But a more controversial proposal is to reconstitute the existing Department for Disarmament Affairs (DDA) as a separate "Office for Disarmament Affairs." The new office is to be brought under a Special Representative of the Secretary-General for Disarmament Affairs or a High Representative. Since he is trying to keep within the existing budget, Ban is juggling with the post: he is planning to take away the USG post from DDA and give it to newly-revamped DPKO (which will have two USG posts).

The same South Asian envoy told G77 delegates: "We should not agree to everything by acclamation, and we should hold the secretary-general accountable." He argued that the split of the DPKO would put soldiers on the ground at greater risk and danger. "How would the force commander ensure that his operations are given full logistical support? There was no compromise solution on this matter, especially when it affected the lives of ordinary soldiers, the envoy warned.

Hence, the need for careful examination of the proposals through the established procedures laid down by the General Assembly. He asked, "why not two ASGs under one USG for DPKO? This option was not even considered. Instead, we are being asked to take a medicine for a disease that is not diagnosed or may not even be there." Under these circumstances, he asked rather sarcastically, how do you treat the "non-papers?" "By non-action?"

James A. Paul, executive director of the New York-based Global Policy Forum, which has produced several papers on U.N. reforms, told IPS: "Like the oil law in Iraq that is being rushed through parliament by the occupiers with little concern about democratic process, U.N. reform suddenly takes on an urgency that is certain to puzzle an outside observer." "In the name of greater efficiency, effectiveness, and even strengthening the United Nations for the twenty-first century, drastic changes are being urgently pressed on the new Secretary General by powerful actors behind the scenes, changes that would apparently downgrade the Department for Disarmament Affairs and split up the DPKO," Paul said. The G77 is not enthused by this latest move by Washington, and no wonder. The public is bound to ask: "Isn't the United Nations supposed to be promoting disarmament? So, why downgrade disarmament?" he asked.

Responding to several questions at the noon press briefing, U.N. spokesperson Michelle Montas told reporters the secretary-general is concerned about the need to strengthen the capacities of the organisation to cope with the increased scope of activities in the area of peace and security, as well as to advance the disarmament agenda. In this connection, she said, "he has been in touch with the president of the General Assembly. The proposals outlined by him seek the realignment of some of the political and security departments."

Over the past week, the secretary-general has been in touch with member states individually and in groups in order to solicit their views and be guided by them, Montas added. "The secretary-general has come to the conclusion that this procedure needs to be pursued further before a formal issuance to the General Assembly can be undertaken," she said. Montas said the secretary-general, on his return from the current visit to Africa, plans to meet with member states to further share his ideas and hear their views.

"This is an ongoing consultation. On the basis of the reaction he receives from member states he will consider how to take this matter forward," Montas added. She also said the secretary-general would respect the legislative process, and that he did intend to move forward with his agenda. As chief administrative officer of the world body, Ban has the power to make appointments without approval of the General Assembly.

But any plans to restructure the Secretariat have to be approved by the General Assembly. If there are financial implications in the restructuring process, the proposals have also to be discussed by the U.N.'s Fifth Committee (Administrative and Budgetary). At Tuesday's G77 meeting, several delegations also said that appointments of senior staff "should be de-linked from the restructuring exercise."

* _TASK REQUIREMENTS_: Please explain in one to three sentences why, according to the text on U.N. restructuring, Ban plans to take the USG post away from the Department for Disarmament Affairs.

* _LISTED RECORDS_:
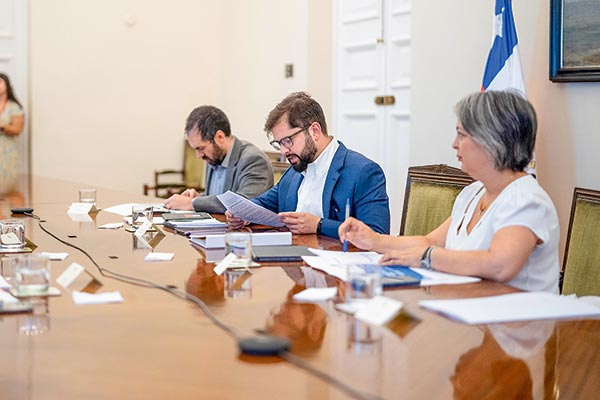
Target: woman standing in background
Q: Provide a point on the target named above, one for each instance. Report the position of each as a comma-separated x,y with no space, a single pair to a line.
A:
11,125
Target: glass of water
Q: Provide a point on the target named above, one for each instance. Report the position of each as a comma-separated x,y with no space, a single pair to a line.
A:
240,244
364,283
33,274
12,233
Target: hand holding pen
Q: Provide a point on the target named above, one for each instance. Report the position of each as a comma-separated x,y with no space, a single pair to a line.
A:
345,245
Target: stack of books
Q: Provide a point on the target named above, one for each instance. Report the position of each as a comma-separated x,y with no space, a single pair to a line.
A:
197,223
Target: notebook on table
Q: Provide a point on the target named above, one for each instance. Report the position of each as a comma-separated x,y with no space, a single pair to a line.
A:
279,253
399,275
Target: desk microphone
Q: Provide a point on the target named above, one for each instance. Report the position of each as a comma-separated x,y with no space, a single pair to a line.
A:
21,210
264,345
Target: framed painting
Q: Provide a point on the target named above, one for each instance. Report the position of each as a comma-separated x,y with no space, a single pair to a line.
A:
574,40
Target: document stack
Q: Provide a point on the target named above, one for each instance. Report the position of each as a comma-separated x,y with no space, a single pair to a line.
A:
194,223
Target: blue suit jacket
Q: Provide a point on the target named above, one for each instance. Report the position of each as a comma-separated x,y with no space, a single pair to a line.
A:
351,176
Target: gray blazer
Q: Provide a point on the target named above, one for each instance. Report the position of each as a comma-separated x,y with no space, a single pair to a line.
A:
249,174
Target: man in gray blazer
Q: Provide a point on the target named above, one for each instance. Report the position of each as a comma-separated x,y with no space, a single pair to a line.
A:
233,164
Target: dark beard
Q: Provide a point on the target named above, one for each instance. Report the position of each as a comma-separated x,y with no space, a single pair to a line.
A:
219,155
307,156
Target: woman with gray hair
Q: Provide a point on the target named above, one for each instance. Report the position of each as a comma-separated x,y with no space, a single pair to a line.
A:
503,227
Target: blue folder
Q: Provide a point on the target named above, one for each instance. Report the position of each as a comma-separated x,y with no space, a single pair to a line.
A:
399,275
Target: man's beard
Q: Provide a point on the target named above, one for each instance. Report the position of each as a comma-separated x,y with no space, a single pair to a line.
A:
218,155
306,157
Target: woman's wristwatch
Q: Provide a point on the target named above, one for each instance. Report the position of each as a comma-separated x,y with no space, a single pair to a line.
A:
426,259
319,226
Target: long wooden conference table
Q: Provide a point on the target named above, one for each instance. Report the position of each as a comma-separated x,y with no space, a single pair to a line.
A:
155,345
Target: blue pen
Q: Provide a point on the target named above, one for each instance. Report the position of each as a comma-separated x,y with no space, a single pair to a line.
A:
345,245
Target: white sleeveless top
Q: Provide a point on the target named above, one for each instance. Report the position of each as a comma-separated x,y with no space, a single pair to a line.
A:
522,203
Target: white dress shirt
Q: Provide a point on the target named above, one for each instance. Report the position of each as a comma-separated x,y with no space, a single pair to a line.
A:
310,193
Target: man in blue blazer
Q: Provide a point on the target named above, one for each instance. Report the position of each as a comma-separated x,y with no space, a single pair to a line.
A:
324,176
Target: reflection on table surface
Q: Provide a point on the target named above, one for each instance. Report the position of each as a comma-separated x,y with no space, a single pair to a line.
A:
155,345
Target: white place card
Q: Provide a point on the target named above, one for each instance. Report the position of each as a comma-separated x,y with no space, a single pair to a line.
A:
70,274
230,261
315,295
379,310
82,209
55,256
159,256
111,225
97,298
139,232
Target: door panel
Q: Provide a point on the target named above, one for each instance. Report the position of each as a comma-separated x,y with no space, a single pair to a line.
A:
372,48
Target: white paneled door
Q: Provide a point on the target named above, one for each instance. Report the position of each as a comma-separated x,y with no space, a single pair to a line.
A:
372,86
14,63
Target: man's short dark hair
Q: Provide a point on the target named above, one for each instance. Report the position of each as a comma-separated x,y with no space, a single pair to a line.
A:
208,120
301,110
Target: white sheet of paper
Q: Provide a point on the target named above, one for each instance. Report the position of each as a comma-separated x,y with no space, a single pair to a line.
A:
70,274
80,208
139,232
159,256
338,271
379,310
4,284
124,210
10,238
111,225
247,210
230,262
527,306
97,298
315,294
6,297
55,256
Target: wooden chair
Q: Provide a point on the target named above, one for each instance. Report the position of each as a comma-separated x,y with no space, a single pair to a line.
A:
279,163
429,197
171,181
581,263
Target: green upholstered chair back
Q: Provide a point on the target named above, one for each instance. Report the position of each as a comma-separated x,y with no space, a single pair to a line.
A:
170,181
429,197
581,266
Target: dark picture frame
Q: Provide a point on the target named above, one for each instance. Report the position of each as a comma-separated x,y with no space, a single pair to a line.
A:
574,40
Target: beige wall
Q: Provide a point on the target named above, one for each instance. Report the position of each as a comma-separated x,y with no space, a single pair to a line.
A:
98,84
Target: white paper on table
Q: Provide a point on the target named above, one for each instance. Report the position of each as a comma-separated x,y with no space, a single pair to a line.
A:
55,256
347,258
155,220
97,298
379,310
527,306
76,209
159,256
315,294
338,271
124,210
230,261
432,278
111,225
4,285
243,208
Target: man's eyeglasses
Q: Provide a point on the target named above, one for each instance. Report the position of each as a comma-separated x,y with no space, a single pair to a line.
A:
286,141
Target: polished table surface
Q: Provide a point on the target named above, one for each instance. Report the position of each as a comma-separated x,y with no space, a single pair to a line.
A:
157,346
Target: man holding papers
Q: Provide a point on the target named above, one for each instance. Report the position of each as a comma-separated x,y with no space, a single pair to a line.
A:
311,196
233,164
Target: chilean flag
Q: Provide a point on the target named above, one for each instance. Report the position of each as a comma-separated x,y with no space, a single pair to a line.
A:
503,68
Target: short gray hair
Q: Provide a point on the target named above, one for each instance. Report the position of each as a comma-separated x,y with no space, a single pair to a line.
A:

* _PROBLEM SOLUTION_: Ban is trying to stay within the existing budget, so he is juggling the post. He plans to move the USG post from DDA to the newly revamped DPKO, which will then have two USG posts.